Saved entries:

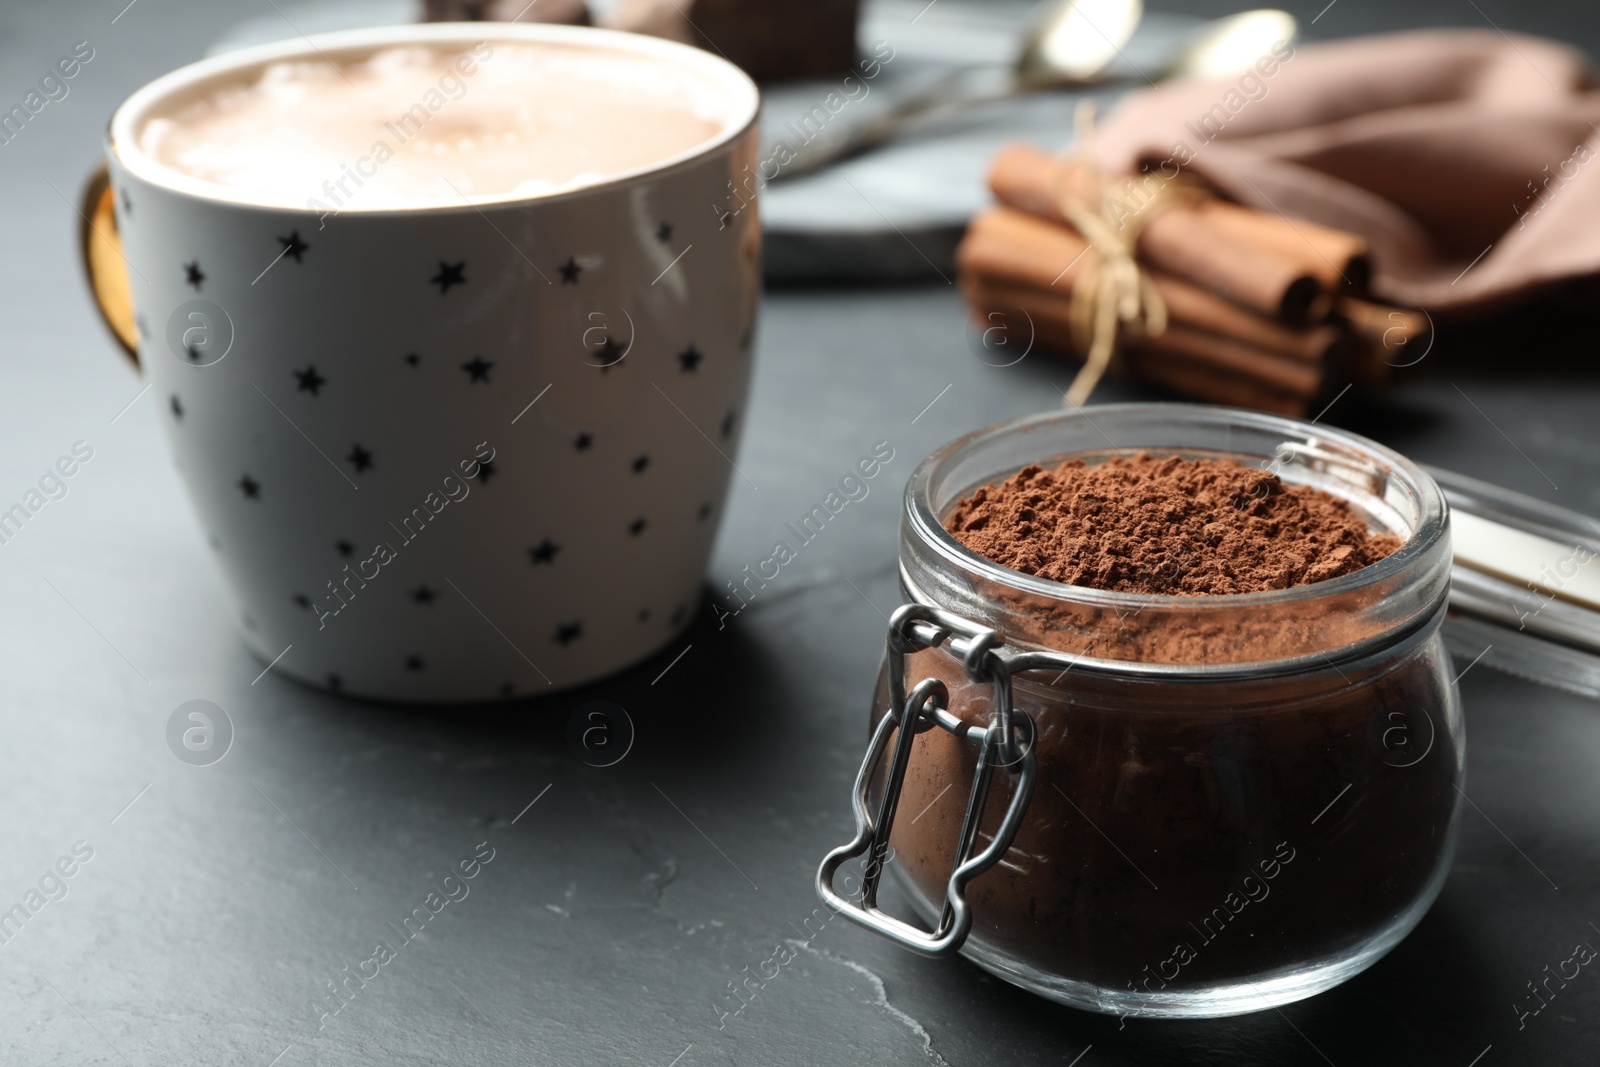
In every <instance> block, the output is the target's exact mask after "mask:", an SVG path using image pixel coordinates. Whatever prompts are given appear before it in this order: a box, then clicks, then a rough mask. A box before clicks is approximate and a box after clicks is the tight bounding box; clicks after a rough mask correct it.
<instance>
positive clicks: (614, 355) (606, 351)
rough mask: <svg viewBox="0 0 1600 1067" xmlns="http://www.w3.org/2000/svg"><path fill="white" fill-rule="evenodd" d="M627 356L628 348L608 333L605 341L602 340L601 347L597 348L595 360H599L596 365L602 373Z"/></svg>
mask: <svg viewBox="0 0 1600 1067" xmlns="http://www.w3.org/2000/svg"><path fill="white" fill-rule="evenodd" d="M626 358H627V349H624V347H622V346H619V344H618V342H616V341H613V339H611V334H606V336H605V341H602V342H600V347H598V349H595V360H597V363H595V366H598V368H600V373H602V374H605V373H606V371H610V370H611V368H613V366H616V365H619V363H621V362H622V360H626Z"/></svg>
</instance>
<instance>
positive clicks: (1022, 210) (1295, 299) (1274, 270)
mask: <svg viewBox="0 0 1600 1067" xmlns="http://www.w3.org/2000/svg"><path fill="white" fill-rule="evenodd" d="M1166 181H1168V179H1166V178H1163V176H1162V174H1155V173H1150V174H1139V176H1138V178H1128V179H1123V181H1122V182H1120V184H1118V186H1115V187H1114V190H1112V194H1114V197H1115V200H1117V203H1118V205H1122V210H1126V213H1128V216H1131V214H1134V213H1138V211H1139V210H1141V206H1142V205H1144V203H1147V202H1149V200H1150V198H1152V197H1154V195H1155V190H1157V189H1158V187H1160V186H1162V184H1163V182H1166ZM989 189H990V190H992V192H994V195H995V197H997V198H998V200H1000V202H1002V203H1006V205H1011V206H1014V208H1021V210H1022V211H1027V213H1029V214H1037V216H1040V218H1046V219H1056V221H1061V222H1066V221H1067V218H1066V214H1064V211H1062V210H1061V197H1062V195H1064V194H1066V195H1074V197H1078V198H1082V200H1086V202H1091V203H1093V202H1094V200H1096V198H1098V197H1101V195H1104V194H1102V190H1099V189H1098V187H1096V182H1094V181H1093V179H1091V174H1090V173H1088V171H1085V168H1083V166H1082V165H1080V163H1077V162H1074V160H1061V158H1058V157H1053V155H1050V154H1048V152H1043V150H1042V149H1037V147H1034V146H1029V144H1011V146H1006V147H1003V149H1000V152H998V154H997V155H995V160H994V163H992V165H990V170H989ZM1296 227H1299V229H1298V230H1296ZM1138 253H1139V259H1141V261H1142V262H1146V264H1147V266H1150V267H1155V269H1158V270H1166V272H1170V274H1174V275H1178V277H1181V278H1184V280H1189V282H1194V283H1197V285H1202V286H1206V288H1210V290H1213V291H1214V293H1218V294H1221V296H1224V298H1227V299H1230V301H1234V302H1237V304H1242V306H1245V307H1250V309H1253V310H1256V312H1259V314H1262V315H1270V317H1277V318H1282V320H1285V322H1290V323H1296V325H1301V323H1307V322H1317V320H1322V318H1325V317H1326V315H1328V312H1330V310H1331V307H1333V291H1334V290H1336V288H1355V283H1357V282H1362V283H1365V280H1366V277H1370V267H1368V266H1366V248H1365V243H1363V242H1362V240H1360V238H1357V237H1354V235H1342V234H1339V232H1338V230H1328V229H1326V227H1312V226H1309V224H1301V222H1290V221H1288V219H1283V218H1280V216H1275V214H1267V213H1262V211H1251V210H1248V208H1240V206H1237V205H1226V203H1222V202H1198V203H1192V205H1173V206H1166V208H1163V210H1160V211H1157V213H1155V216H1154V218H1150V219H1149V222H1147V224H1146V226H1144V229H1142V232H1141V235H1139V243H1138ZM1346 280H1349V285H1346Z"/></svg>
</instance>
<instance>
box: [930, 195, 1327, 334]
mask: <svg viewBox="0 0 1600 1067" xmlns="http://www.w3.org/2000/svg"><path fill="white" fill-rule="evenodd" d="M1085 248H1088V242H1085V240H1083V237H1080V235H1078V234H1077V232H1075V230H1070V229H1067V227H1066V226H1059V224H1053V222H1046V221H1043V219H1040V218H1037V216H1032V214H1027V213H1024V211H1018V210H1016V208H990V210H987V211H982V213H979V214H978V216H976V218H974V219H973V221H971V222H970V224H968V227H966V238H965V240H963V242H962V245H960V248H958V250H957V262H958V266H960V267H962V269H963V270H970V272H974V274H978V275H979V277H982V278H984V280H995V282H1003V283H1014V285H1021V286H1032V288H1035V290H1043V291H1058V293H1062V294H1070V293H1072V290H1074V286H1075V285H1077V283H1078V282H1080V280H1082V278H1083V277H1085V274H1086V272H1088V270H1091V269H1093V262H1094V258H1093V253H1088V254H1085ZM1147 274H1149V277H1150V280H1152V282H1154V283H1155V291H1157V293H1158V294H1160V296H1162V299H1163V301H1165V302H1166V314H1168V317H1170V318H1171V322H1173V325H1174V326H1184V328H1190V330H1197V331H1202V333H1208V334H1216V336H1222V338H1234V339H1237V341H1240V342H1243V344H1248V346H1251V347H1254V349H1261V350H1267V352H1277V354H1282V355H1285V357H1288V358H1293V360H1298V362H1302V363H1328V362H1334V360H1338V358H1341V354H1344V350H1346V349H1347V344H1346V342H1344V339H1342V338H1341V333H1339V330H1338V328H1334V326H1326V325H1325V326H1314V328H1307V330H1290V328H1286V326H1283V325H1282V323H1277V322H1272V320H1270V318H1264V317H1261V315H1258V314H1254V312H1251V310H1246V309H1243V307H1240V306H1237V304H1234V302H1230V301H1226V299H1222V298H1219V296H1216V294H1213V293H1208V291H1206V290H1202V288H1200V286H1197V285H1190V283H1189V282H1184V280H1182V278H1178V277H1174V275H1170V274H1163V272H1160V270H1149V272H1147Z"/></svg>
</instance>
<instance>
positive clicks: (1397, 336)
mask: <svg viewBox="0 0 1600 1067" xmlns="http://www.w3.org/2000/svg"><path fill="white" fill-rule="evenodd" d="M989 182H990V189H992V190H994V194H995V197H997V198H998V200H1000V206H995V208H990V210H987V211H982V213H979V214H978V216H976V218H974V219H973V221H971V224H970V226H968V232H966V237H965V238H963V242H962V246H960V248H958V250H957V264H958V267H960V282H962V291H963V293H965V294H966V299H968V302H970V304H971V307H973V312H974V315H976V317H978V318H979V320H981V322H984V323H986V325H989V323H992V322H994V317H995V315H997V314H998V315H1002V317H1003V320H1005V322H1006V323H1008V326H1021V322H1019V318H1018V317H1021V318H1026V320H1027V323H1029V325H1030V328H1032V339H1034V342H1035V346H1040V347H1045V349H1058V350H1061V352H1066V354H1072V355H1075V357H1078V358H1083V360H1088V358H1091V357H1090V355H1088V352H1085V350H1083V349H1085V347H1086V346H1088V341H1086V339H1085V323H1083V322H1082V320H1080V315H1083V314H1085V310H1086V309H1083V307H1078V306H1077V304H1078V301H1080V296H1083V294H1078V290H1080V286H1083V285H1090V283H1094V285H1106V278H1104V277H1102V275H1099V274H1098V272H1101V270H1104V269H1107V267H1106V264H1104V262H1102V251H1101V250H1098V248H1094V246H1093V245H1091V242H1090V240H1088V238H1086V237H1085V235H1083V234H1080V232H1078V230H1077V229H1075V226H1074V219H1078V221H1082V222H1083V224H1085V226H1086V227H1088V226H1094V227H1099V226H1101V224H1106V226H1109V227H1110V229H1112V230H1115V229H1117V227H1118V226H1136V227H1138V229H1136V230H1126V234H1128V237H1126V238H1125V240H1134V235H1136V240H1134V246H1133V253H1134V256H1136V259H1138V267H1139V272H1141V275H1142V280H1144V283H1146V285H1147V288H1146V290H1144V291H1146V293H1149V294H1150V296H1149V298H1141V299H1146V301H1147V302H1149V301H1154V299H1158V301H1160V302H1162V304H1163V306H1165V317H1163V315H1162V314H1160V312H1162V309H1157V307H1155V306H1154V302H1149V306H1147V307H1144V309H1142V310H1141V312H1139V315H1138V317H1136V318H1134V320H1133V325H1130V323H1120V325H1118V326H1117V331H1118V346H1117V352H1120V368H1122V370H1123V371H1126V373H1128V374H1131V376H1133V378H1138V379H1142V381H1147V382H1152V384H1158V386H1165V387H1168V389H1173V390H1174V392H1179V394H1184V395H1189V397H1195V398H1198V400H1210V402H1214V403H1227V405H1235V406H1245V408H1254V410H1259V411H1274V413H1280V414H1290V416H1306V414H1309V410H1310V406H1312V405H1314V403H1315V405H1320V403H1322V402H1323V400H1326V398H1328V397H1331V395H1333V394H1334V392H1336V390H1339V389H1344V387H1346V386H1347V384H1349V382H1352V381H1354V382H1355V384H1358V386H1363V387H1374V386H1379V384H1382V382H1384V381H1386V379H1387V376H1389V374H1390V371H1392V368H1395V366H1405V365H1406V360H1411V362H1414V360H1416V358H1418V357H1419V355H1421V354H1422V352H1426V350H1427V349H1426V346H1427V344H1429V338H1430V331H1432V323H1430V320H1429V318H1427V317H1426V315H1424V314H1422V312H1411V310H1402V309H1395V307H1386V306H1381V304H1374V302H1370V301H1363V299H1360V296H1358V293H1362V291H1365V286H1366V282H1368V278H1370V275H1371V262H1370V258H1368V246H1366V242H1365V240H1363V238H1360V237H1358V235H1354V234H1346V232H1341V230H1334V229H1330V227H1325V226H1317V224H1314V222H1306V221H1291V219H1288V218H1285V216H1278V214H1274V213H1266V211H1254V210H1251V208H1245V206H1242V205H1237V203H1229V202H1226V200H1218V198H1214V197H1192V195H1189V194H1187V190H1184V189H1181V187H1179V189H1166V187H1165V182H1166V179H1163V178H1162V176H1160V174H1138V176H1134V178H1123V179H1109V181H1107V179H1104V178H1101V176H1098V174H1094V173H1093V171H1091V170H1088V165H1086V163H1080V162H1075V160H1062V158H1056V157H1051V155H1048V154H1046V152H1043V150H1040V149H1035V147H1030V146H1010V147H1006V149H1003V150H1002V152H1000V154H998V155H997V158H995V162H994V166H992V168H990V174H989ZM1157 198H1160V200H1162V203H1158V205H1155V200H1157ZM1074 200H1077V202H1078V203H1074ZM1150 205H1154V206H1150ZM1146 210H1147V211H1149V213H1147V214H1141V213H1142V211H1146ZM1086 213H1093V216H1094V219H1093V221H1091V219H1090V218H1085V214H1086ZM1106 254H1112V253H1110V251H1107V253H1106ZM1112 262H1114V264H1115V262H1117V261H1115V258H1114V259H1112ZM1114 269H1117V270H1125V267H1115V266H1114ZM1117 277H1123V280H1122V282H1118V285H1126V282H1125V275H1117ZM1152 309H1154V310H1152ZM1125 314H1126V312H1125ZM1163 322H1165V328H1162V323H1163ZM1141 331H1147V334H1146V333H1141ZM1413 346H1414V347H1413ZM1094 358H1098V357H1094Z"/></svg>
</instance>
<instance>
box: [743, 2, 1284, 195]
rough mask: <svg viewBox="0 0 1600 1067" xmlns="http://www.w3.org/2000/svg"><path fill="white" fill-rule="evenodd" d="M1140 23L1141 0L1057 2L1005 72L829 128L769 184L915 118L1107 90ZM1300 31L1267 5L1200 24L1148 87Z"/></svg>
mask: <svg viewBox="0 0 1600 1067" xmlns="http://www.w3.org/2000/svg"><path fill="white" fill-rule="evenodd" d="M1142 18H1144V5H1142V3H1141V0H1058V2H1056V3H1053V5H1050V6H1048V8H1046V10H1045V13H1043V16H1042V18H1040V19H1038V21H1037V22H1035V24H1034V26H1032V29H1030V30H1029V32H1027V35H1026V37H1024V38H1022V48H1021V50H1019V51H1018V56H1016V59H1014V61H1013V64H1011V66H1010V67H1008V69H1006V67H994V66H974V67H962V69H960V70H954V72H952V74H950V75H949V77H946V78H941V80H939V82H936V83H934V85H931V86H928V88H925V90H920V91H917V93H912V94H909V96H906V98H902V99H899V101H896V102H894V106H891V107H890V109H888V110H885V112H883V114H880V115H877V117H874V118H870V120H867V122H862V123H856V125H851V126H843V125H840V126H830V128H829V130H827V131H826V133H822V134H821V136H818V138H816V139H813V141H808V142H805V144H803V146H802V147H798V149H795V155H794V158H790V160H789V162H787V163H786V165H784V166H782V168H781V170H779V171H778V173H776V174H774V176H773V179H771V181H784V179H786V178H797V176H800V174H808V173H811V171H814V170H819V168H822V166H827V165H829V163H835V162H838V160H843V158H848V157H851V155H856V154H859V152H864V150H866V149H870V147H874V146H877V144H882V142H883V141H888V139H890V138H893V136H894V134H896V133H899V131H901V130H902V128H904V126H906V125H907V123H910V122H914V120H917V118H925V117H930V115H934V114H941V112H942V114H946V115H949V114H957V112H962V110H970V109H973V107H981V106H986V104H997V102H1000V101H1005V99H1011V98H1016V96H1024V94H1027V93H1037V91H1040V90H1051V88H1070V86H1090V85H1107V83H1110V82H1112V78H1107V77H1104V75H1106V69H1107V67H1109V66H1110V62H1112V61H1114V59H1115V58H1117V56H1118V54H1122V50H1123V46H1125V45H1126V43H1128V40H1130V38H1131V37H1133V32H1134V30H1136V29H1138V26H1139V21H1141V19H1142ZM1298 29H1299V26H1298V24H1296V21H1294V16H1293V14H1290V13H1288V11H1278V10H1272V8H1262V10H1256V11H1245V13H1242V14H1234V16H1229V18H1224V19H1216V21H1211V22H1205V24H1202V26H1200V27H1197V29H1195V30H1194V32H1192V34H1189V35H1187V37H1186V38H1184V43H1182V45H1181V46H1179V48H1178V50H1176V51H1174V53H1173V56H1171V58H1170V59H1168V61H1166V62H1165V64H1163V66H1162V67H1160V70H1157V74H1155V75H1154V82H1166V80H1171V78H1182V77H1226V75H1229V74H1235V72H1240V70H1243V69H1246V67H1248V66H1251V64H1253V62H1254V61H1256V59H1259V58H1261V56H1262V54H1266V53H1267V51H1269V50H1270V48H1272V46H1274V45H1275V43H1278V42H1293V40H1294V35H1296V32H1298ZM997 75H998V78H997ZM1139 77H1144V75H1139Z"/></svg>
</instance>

Task: In the part that opens at the start of the items and closes with the line containing "positive clicks: (614, 355) (606, 351)", change "positive clicks" to "foreground clicks" and give those lines again with nothing else altered, leaving out the pictures.

Answer section:
In every <instance> block, the output is the target's exact mask after "mask:", an SVG path using image pixel coordinates. Whatever prompts are given appear before it in this order: a box, then clicks, then a rough mask. A box before clicks is approximate and a box after clicks is the tight bounding box; clicks after a rough mask correct it.
<instance>
foreground clicks: (614, 355) (606, 351)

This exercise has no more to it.